*Selected passage:*
The Fulton County Department of Health and Wellness Partnerships to Improve Community Health (PICH) Program is collaborating with Fulton County Schools to create and implement new, innovative physical education (P.E) curriculum ideas to be launched this month that will give all students greater opportunities for exercise throughout the school day.

The PICH Program, created and funded through an annually renewable cooperative agreement between Fulton County and the Centers for Disease Control and Prevention (CDC) in 2014, is also providing financial support for the implementation of the Exemplary Physical Education Curriculum (EPEC) in all Fulton County elementary schools and the SPARK Curriculum in middle schools. Both programs are research-based and promote healthy habits in all aspects of students’ lives.

 On January 5, 2016, the PICH Program sponsored a daylong workshop on creative P.E. instruction techniques at Hembree Springs Elementary and Elkins Pointe Middle Schools in Roswell that attracted nearly 300 elementary, middle and high school teachers. It was the second of four such trainings PICH has agreed to sponsor in partnership with the County Schools, the Georgia Department of Education, Atlanta Regional Commission, HealthMPowers and Georgia Health Policy Center. Following positive feedback from the first workshop in August 2015, Fulton Schools agreed to utilize the instructional resources.

According to a 2013 report from the CDC, the statewide obesity rate was 13.2% for 2- to 4- year olds from low-income families; 16.5% for 10- to 17- year olds; and 12.7% among high school students.   A 2015 independent research study estimated that 33.4% of children aged 2 to17 in Fulton County were obese or overweight. Studies from researchers at the CDC and elsewhere show that in addition to preventing obesity and obesity-related health problems, physical activity enhances important components of academic performance, including concentration, cognition and classroom behavior. But the 2014 Youth Risk Behavior Survey of Georgia high school students found that just 43% of them were physically active for at least 60 minutes a day.

*The data:*
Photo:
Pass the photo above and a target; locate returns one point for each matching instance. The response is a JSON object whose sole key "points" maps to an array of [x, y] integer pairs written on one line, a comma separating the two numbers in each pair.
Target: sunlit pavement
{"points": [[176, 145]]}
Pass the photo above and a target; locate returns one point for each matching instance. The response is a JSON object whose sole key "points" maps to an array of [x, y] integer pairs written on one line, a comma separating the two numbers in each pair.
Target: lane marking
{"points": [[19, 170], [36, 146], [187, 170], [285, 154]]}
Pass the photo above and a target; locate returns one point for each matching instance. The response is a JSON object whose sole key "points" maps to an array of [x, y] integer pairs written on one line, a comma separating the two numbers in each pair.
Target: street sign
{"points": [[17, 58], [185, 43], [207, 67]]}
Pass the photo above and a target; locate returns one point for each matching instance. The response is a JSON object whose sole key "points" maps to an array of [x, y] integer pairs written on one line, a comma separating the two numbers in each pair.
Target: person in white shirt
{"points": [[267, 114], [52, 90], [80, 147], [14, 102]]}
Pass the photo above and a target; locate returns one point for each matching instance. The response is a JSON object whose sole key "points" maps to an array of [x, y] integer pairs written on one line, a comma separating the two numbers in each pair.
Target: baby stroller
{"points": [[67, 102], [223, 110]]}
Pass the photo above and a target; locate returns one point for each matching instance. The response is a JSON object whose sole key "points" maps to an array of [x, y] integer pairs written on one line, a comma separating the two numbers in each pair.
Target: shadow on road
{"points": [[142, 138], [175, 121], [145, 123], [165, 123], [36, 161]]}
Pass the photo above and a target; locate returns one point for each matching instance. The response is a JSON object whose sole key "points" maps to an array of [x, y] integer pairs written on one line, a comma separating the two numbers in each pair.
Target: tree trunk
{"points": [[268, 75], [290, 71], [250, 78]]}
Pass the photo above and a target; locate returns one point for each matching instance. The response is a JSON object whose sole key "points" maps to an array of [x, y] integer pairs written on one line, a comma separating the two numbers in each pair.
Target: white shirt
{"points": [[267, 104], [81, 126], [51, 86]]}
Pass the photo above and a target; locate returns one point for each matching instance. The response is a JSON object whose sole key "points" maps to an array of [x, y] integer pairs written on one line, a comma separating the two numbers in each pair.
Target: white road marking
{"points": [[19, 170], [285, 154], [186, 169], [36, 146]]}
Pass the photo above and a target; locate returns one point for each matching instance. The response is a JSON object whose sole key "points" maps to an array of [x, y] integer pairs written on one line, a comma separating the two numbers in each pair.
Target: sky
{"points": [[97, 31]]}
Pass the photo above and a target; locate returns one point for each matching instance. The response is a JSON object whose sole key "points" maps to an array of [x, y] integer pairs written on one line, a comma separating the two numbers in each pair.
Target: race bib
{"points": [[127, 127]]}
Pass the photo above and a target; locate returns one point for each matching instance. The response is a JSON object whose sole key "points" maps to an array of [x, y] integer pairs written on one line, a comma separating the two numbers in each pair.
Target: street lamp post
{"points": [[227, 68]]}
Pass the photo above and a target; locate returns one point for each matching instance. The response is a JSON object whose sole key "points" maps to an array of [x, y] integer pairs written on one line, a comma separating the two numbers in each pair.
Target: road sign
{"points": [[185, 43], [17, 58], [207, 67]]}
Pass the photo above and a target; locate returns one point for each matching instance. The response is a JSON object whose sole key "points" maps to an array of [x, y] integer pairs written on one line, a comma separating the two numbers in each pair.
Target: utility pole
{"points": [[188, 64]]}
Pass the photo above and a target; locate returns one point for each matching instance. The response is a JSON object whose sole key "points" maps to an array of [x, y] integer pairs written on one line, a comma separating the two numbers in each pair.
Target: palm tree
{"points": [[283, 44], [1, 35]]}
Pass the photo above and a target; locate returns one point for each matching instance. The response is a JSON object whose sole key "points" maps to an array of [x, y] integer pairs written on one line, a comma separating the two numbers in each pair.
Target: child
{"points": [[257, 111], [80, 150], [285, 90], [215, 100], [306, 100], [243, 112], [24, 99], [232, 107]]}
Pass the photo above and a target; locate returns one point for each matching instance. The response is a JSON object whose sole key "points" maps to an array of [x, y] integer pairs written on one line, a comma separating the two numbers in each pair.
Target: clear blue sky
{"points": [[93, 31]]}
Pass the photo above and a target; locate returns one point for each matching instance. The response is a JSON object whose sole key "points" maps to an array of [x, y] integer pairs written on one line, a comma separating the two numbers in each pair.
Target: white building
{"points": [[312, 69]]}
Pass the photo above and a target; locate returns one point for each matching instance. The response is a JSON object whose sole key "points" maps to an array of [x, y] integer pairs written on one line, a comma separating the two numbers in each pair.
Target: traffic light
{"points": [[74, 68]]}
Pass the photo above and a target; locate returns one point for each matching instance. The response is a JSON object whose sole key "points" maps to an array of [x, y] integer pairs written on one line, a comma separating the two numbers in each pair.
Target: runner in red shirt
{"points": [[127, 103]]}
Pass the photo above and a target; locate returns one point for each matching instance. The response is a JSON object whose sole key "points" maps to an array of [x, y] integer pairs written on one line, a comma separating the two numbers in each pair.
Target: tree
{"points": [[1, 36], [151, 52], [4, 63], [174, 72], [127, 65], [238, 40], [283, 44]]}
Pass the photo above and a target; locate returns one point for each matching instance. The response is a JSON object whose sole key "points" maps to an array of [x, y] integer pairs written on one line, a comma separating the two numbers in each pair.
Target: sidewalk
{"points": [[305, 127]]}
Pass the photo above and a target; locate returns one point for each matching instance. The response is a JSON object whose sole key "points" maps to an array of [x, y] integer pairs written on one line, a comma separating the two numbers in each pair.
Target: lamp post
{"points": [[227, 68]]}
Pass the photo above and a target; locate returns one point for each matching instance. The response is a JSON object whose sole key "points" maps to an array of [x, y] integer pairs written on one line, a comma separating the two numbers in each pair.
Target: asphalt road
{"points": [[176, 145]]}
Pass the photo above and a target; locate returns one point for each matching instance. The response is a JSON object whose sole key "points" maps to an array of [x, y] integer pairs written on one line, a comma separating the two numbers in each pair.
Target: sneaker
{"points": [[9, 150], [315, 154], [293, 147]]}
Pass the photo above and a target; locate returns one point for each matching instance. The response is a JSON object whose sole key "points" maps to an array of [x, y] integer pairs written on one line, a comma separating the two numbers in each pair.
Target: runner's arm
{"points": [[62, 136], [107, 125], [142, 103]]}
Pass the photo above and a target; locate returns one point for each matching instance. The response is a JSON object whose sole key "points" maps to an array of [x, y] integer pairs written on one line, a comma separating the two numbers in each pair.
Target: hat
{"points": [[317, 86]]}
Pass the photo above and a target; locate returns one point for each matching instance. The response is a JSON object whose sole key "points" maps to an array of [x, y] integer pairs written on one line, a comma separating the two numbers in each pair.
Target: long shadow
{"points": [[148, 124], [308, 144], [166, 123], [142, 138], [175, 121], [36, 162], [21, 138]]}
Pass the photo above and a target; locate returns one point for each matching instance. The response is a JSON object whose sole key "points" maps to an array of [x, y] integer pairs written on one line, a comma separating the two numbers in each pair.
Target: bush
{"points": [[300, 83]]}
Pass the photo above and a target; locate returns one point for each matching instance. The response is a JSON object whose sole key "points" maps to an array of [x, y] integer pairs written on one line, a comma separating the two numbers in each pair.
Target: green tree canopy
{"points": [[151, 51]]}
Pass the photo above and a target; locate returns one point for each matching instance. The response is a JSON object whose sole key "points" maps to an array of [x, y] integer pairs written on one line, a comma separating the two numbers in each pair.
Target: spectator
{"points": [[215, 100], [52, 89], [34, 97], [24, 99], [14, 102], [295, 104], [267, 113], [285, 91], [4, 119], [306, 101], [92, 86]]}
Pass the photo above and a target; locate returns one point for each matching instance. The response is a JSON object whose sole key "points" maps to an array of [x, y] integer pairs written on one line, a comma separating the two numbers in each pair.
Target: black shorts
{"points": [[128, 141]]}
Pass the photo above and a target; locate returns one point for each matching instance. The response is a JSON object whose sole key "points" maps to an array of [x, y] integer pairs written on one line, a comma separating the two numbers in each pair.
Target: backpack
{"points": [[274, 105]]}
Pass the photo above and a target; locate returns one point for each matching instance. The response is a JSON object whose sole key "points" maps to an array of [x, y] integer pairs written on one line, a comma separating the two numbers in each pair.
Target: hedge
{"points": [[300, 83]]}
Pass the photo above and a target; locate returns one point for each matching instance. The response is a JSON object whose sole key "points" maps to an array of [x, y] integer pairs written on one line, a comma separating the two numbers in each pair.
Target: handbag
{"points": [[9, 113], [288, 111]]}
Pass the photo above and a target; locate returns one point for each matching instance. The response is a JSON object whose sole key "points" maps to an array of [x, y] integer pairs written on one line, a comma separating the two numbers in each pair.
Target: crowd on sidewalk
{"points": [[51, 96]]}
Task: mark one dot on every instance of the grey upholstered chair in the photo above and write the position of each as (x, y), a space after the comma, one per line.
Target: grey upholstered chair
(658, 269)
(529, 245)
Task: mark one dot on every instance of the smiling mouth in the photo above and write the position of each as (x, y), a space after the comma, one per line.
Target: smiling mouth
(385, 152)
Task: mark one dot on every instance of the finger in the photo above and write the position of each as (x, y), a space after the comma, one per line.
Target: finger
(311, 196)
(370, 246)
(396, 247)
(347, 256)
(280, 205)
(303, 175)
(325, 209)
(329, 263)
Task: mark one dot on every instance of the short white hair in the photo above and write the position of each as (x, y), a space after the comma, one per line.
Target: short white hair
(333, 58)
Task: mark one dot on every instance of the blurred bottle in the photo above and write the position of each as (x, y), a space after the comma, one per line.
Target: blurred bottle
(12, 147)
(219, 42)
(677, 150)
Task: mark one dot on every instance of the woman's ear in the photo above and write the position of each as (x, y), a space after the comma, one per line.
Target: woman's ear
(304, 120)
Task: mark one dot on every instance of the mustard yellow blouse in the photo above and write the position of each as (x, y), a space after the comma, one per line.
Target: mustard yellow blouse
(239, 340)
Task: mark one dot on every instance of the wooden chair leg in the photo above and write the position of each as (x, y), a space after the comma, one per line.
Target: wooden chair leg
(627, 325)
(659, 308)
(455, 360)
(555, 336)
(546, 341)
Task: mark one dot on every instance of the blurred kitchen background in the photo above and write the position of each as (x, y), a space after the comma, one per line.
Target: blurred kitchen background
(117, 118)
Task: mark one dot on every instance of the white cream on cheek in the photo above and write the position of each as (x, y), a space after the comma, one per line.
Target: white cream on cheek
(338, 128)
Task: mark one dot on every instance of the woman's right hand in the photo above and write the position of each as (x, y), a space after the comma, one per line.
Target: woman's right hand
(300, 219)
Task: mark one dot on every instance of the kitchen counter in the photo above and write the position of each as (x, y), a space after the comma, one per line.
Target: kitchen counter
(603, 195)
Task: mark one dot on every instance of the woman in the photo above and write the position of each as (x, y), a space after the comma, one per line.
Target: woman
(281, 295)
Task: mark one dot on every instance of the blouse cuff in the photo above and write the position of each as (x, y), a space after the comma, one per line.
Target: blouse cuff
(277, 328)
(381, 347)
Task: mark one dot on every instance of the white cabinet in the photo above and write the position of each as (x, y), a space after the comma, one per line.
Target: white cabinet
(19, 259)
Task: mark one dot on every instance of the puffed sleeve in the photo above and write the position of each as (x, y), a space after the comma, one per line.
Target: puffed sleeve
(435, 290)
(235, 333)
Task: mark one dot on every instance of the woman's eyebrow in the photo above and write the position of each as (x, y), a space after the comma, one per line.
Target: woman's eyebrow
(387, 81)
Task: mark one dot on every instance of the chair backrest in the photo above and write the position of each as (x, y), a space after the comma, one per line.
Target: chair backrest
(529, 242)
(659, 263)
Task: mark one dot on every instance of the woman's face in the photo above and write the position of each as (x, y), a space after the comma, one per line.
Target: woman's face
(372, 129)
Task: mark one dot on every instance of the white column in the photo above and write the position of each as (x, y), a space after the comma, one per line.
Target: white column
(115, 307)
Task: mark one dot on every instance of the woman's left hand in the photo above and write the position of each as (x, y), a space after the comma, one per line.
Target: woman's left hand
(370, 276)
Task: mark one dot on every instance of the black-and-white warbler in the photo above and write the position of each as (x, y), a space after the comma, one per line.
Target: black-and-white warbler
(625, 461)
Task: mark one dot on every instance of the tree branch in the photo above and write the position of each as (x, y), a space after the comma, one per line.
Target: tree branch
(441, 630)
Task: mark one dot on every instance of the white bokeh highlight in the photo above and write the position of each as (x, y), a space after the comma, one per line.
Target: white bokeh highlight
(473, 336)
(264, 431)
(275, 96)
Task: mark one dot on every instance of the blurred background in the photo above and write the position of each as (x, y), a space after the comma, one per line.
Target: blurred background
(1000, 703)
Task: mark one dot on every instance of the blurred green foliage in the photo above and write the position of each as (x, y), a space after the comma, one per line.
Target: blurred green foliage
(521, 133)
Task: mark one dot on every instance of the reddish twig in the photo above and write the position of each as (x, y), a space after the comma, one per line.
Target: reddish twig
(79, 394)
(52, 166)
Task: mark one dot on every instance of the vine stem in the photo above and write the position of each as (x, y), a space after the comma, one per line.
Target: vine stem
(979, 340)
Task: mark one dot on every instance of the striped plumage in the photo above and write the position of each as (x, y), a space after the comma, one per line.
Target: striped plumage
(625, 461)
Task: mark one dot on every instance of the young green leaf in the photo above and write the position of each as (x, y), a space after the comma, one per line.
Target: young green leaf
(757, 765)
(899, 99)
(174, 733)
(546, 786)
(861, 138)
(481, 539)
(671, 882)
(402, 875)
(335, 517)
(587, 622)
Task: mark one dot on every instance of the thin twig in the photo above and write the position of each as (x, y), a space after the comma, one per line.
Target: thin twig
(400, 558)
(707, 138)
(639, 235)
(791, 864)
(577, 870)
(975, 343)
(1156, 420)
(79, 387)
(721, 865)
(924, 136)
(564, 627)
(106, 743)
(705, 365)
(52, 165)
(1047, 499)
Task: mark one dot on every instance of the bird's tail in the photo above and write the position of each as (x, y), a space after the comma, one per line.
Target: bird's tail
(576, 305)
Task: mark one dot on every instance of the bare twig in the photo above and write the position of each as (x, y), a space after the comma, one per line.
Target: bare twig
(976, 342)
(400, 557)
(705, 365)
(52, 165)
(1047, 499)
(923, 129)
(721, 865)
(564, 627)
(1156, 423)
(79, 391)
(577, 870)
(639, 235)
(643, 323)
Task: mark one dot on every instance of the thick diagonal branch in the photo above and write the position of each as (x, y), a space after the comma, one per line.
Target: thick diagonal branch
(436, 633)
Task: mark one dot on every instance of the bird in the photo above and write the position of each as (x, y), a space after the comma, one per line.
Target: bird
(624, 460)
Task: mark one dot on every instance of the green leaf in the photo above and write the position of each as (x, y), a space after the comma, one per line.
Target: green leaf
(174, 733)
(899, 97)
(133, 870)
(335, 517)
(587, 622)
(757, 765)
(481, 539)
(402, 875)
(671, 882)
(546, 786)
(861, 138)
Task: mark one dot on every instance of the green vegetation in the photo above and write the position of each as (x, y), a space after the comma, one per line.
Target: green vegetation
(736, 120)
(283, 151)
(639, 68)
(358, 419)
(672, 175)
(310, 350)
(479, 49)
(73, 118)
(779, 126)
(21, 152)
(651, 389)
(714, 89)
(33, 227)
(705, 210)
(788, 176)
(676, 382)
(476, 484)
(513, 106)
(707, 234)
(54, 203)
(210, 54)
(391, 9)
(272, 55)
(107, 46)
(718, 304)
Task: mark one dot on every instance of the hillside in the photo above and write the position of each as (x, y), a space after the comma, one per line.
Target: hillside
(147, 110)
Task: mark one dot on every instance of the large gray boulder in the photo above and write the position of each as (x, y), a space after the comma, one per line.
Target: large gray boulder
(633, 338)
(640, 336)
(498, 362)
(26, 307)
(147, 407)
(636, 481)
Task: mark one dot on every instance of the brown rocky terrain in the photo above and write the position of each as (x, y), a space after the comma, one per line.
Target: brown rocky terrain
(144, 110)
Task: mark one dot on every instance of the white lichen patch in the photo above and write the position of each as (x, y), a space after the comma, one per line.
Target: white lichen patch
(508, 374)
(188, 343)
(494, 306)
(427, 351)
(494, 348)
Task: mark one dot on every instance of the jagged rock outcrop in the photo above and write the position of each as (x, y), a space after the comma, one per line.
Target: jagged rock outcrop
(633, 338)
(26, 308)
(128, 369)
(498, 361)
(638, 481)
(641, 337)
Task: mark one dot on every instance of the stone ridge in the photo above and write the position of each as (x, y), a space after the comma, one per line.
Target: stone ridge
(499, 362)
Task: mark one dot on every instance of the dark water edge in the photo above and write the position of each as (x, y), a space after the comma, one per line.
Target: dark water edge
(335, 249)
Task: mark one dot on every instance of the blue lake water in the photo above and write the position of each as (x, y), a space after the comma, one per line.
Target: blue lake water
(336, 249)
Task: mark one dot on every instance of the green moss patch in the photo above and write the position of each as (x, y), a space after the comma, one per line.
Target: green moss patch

*Problem 1:*
According to the passage on Fulton County's physical education program, how many teachers attended the workshop held on January 5, 2016?
*Problem 2:*
Extend the passage on Fulton County's physical education program by writing what comes after its final sentence.
The records have no connection to the text about Fulton County's physical education program.

*Your response 1:*
Nearly 300 elementary, middle and high school teachers attended.

*Your response 2:*
“Combating childhood obesity by increasing opportunities for physical activity is a topline goal of the PICH Program,” said Lisa Goodin, Program Administrator. “We are confident that our collaboration with the Fulton County Schools on these new P.E. strategies will ensure that students have the means to become both physically fit and academically stronger.”

“We are excited to be working with the Fulton County PICH Program on these new curricula,” said Dr. Tasha Guadalupe, Health and Physical Education Coordinator for Fulton County Schools. “The resource funding that PICH is providing will enhance our teachers’ instructional strategies through a standards-based approach.   This will empower our students to maintain good health, perform better in class, and promote an active lifestyle.”

About PICH
The Fulton County Department of Health and Wellness Partnerships to Improve Community Health (PICH) Program is working with community partners to develop strategies and implement programs to promote healthier lifestyles and to reduce both health disparities and the incidence of chronic disease among County residents. The PICH Program is made possible by funding from the Centers for Disease Control and Prevention under cooperative agreement #IU58DP005568-01. For more information, please visit www.fultoncountyga.gov/partnership-to-improve-community-health. To learn more about Fulton County Health and Wellness, please visit www.fultoncountygahealth.org.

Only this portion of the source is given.